> _Provided passage_:
_ _ _ _ _ _ _
1987: Distribution and Abstract Types in Emerald Black et al. (1987)
One of the first major implementations of distributed objects containing distribution-specific calling conventions, such as call-by-move.
1987: A Critique of the Remote Procedure Call Paradigm Tanenbaum and Renesse (1987)
Tanenbaum and van Renesse provide a criticism, similar to the one in RFC 684, on why the RPC model is the wrong model for distributed computing.
1988: Distributed Programing in Argus Liskov (1988)
In Argus, atomic units of computation referred to as “guardians” coordinate application of effects and rollback.
1988: RFC 1057,
“Remote Procedure Call Protocol Specification, Version 2”
Defines sunrpc as a standard along with its supporting infrastructure, such as portmapper, that’s used in the creation of NFS.
1991: CORBA 1.0
CORBA 1.0 introduces distributed objects.
1994: A Note On Distributed Computing Kendall et al. (1994)
Kendall et al. also talk in great length about why the RPC model, extended to objects, is problematic.
1996: A Distributed Object Model for the Java System Wollrath, Riggs, and Waldo (1996)
Introduces the Java RMI system.
1997: CORBA 2.0
CORBA 2.0 represents the major release of CORBA that most people are familiar with.
1999-: EJB, XML-RPC, SOAP, REST, Thrift, Finagle, gRPC, etc.
Modern day RPC mechanisms.

Overview

Remote Procedure Call (RPC) is a general term for executing a subroutine in a different address space without writing the actual code used to perform the remote execution. To provide an example, we can imagine a user wishing to invoke the random number generator function on another machine, but, the only difference between the local and remote invocation is supplying an additional node identifier where it should occur. While not the first implementation, because it was preceded by Apollo Computer’s Network Computing System (NCS), the first major implementation to be widely known and adopted was the SunRPC mechanism, from Sun Microsystems, used to back their Network File System (NFS).

Remote Procedure Call mechanisms you may be more familiar with are Java’s Remote Method Invocation (RMI), it’s predecessor Modula-3’s Network Objects, XML-RPC, SOAP, CORBA, Avro, Facebook’s, (now Apache) Thrift, Google’s Protocol Buffers with Stubby, Twitter’s Finagle, and Google’s gRPC.

RFC 684

“Rather, we take exception to PCP’s underlying premise: that the procedure calling discipline is the starting point for building multi-computer systems.”

RFC 684 is commentary on RFC 674 that introduced the Procedure Call Paradigm, Version 2 (PCP). This commentary highlights, what boils down to, three major points from a critical analysis of the Procedure Call Paradigm.

Procedure calling is usually a primitive operation; by primitive, it should be an extremely fast context switch operation performed by the underlying abstraction.
Local and remote calls each have different cost profiles; remote calls can be delayed, and in the event of failure, may never return.
Asynchronous message passing, or sending a message and waiting for a response when the response is needed, is a much better model because it makes the passing of messages explicit.

Following from these three points, we see a series of concerns develop about this programming paradigm, all of which become a common theme across the 40+ years in RPC’s history. These are:

Difficulty in recovery after malfunction or error. For instance, do we rollback or throw exceptions? How do we handle these errors? Can we just try again?²
Difficulty in sequencing operations. If all calls are synchronous and some of these calls can fail, it can require a significant amount of code to ensure correct re-execution to preserve order moving forward.
Remote Procedure Call forces synchronous programming: a method is invoked and the invoking process waits for a response.
Backpressure, or blocking on previous actions completing, load-shedding, or dropping messages on the floor when the system is overloaded, and priority servicing become more difficult with the call-and-response model of Remote Procedure Call.
_ _ _ _ _ _ _
> _Supplied data_:
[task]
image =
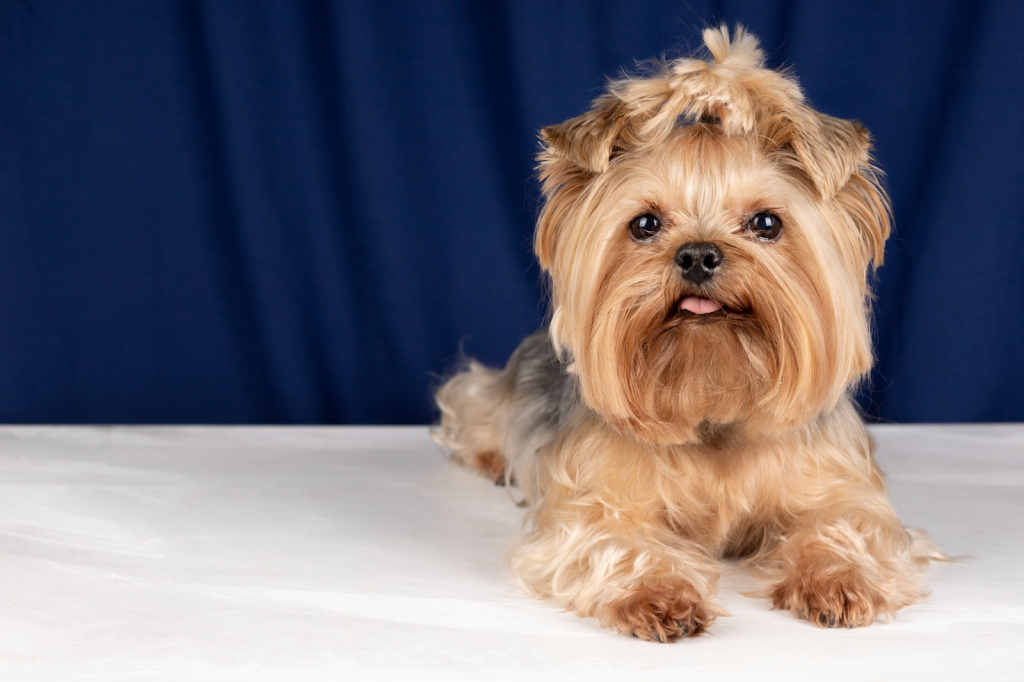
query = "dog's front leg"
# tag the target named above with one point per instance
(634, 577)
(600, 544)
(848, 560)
_ _ _ _ _ _ _
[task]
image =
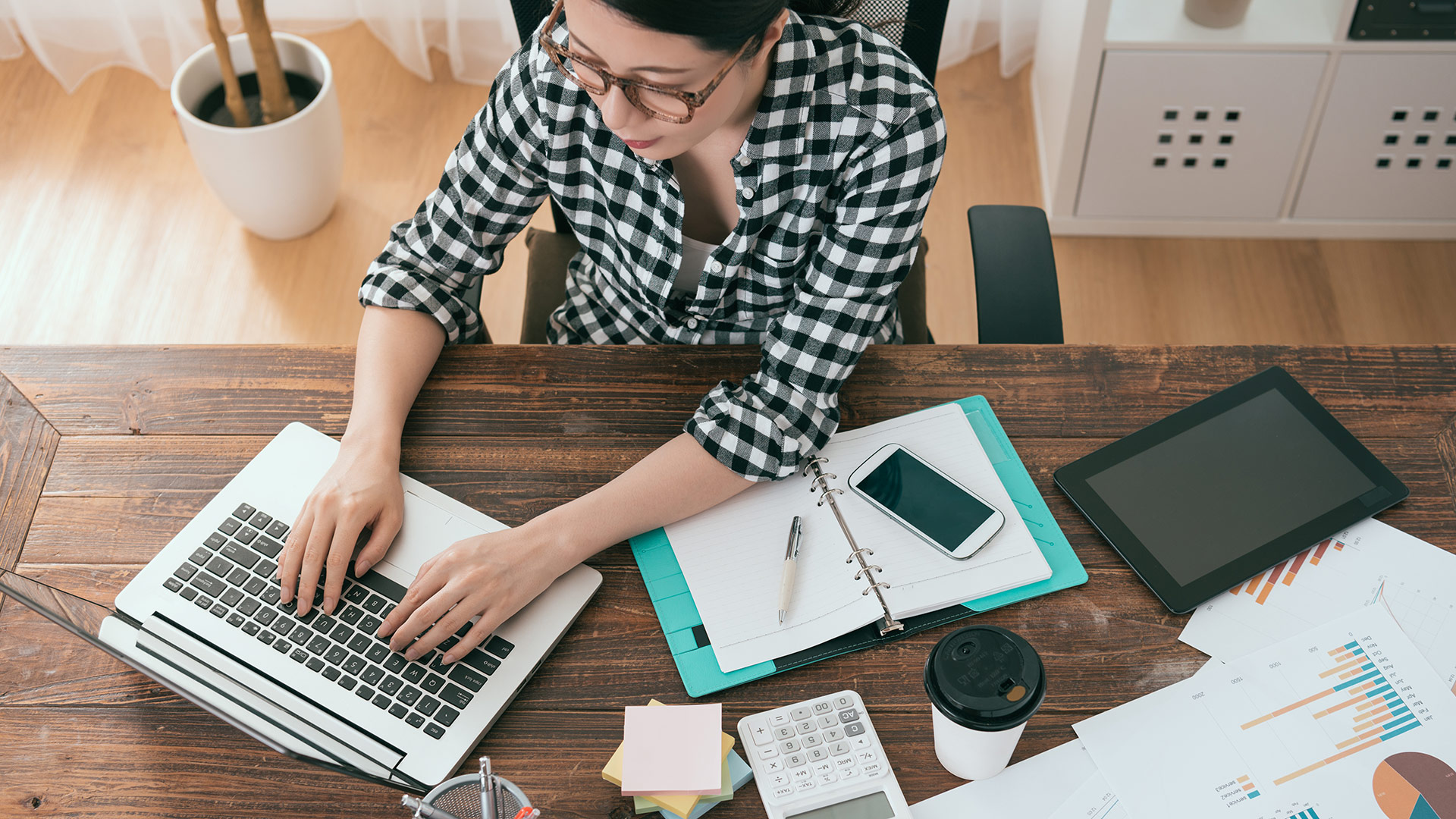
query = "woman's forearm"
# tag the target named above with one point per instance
_ _ _ _ _ _ _
> _Problems and tasks_:
1. List the concerns about the RPC programming paradigm that the passage on remote procedure calls gives after "These are:".
2. Show each line of the records that contains the string "query".
The records bear no relation to the text on remote procedure calls.

> _Set of answers_:
1.
- Difficulty in recovery after malfunction or error
- Difficulty in sequencing operations
- Remote Procedure Call forces synchronous programming
- Backpressure, load-shedding, and priority servicing become more difficult with the call-and-response model

2.
query = "dog's front leg"
query = "woman's forearm"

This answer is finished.